» **TESTO FORNITO**:
L’economia circolare potrebbe essere la quadratura del cerchio della sostenibilità: i rifiuti diventano risorse e se l’energia usata nei processi è rinnovabile l’impatto ambientale è molto ridotto. E l’Europa sotto a questo profilo potrebbe fare sistema.
Secondo il Centro Studi Intesa Sanpaolo già solo la bioeconomia – settore nel quale le risorse arrivano dalle coltivazioni, che per essere veramente sostenibili non devono essere in competizione con il settore alimentare – vale ora più di duemila miliardi di euro e ha circa 22 milioni di occupati. Non stupisce pertanto che l’Europa guardi con molto interesse a questi ambiti: qualche tempo fa ha varato un pacchetto di misure chiamato “Circular Economy Package” che prevede stanziamenti importanti destinati agli stati membri.

» **COMPITI DA SVOLGERE**:
• a. Rispondi a queste domande sul testo dedicato all'economia circolare:
(i) Secondo il Centro Studi Intesa Sanpaolo, quanto vale ora la bioeconomia?
(ii) Circa quanti occupati ha la bioeconomia?
(iii) Come si chiama il pacchetto di misure varato dall'Europa?
• b. Cita parola per parola dal testo sull'economia circolare tutto il passo che va da "L’economia circolare potrebbe" giù fino a "agli stati membri.".
Per rispondere basati soltanto sul testo fornito.

» **ELENCO FORNITO**:
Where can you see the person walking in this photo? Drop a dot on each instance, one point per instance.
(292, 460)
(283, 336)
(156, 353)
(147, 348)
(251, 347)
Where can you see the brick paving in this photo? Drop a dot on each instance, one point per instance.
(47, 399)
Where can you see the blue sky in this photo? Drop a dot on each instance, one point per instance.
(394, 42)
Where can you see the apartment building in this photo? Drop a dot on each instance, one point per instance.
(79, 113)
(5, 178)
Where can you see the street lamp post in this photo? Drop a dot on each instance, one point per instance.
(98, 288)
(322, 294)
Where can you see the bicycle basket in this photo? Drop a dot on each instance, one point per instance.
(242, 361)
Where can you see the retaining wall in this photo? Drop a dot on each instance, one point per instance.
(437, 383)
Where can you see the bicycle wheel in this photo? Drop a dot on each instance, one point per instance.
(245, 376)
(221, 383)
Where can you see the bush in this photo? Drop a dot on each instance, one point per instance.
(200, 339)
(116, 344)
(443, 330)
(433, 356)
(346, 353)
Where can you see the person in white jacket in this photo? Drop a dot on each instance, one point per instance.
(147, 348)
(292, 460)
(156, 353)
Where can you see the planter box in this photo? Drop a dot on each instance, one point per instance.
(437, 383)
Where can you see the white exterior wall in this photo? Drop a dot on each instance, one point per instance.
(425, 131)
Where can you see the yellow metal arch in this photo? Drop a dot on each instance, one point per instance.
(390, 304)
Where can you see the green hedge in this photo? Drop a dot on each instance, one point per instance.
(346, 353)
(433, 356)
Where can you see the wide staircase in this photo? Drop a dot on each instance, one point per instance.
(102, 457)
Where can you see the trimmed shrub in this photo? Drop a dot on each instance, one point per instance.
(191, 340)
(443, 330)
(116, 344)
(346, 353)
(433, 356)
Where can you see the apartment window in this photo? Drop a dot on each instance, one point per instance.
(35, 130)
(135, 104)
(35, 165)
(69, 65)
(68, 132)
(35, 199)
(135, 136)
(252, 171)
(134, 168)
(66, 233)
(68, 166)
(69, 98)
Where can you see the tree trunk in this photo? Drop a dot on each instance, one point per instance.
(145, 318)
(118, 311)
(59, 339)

» **SOLUZIONI DEI COMPITI**:
• a.
(i) Più di duemila miliardi di euro.
(ii) Circa 22 milioni.
(iii) "Circular Economy Package".

• b.
L’economia circolare potrebbe essere la quadratura del cerchio della sostenibilità: i rifiuti diventano risorse e se l’energia usata nei processi è rinnovabile l’impatto ambientale è molto ridotto. E l’Europa sotto a questo profilo potrebbe fare sistema.
Secondo il Centro Studi Intesa Sanpaolo già solo la bioeconomia – settore nel quale le risorse arrivano dalle coltivazioni, che per essere veramente sostenibili non devono essere in competizione con il settore alimentare – vale ora più di duemila miliardi di euro e ha circa 22 milioni di occupati. Non stupisce pertanto che l’Europa guardi con molto interesse a questi ambiti: qualche tempo fa ha varato un pacchetto di misure chiamato “Circular Economy Package” che prevede stanziamenti importanti destinati agli stati membri.